::: Document section :::

I liked some of it but some animals can really be stressed out by it. It scares my chihuahua xD The Guillotine by ETF caused him to bark and run in circles.
But I think for a baby's first few days in a new place, living in an echoing, rattling tank, any kind of loud music wouldn't do good.

The adult guinea pig not fitting in 5 gall is really what worried me. I didn't expect she would ever get it a new cage as it grew. Knowing I helped contribute to that would've been awful D:


----------



## Kinsey (Jun 14, 2009)

Hahha, yes, that's true. Only the animals who aren't frightened or bothered are exposed at my house. [:

I had a bird who I tamed soley by singing along to Within Temptation songs with him. He was learning our favorite's words when he died.


----------



## A.ngelF.eathers (Jul 6, 2011)

Kinz said:


> <br>
> I had a bird who I tamed soley by singing along to *Within Temptation* songs with him. He was learning our favorite's words when he died.


 WT <3


----------



## Kinsey (Jun 14, 2009)

He was learning "Angels" when he died and that is the song I sang him over and over to get him to trust me. He was my entire life</3 He also knew how to crow like a rooster, meow, bark, croak, and was learning to say words and phrases. He was incredibly clever, he could open his cage doors- sliding them up was easy for him, and he'd let himself out to play in my room when I was gone.

I -love- WT. [: So did my darling Shadow.


----------

::: Provided information :::

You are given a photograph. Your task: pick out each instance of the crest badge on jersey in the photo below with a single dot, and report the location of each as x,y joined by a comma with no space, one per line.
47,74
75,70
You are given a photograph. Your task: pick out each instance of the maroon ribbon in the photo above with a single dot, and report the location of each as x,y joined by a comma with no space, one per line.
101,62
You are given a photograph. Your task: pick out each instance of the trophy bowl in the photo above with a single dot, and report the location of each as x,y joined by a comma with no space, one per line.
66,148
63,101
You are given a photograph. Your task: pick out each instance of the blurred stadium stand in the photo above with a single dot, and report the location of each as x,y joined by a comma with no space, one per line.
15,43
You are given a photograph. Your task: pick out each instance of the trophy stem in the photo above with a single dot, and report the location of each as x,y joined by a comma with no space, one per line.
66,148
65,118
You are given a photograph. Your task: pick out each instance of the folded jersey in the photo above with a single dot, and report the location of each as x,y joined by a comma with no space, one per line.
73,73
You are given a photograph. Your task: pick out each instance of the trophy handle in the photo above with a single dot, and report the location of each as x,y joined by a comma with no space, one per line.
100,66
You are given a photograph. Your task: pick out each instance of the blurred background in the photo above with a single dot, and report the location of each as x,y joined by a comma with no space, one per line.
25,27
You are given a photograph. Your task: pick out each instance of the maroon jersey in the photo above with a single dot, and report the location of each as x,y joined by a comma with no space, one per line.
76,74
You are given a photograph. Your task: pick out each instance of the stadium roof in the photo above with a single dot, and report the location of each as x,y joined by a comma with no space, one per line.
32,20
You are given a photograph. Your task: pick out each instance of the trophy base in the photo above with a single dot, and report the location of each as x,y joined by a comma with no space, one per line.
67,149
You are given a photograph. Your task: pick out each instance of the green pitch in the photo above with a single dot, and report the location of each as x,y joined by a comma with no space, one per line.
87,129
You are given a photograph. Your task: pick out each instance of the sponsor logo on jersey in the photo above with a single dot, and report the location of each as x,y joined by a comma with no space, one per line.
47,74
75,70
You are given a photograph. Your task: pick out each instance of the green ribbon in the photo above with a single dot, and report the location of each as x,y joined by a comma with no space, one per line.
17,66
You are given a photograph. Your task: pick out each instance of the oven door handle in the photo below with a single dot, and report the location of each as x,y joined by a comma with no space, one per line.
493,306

:::
::: Provided information :::

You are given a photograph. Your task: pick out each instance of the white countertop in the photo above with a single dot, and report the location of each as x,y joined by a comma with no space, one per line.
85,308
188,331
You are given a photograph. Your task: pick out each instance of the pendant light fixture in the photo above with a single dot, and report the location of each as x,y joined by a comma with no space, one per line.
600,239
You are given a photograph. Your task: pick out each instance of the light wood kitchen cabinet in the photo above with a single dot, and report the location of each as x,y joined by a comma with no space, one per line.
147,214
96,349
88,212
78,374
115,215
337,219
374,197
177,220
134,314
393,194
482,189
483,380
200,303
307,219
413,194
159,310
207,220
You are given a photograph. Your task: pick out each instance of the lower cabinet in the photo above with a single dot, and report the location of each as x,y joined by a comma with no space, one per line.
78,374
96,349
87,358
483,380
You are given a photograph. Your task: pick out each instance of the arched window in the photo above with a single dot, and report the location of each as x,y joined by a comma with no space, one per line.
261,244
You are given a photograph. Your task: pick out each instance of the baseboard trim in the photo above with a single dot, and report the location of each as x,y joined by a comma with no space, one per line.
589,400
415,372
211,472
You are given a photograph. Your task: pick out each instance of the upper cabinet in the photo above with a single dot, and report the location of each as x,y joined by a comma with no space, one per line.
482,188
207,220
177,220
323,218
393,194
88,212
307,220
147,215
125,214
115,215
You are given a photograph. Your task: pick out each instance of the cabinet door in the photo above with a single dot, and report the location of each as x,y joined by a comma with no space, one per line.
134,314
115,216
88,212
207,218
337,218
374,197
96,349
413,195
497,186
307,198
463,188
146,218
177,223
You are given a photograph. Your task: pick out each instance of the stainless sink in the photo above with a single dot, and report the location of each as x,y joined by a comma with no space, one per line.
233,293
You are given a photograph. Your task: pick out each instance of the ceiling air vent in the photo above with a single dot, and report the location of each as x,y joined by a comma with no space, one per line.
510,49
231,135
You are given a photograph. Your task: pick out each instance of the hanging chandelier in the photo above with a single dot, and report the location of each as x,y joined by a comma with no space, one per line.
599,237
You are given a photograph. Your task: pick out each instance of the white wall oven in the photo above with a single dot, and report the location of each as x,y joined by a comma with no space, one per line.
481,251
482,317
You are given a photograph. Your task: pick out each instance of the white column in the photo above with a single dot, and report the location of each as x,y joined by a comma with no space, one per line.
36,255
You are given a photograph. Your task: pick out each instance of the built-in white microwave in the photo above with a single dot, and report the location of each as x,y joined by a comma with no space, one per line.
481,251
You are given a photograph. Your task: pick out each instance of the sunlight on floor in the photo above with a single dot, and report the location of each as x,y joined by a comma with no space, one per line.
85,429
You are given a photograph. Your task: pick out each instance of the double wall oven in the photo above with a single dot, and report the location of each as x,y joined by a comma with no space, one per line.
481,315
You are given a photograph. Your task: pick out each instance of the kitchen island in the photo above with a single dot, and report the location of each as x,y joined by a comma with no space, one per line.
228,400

:::

### The task
In the forum thread, which song was Kinsey's bird learning when he died?

### Right answer
"Angels"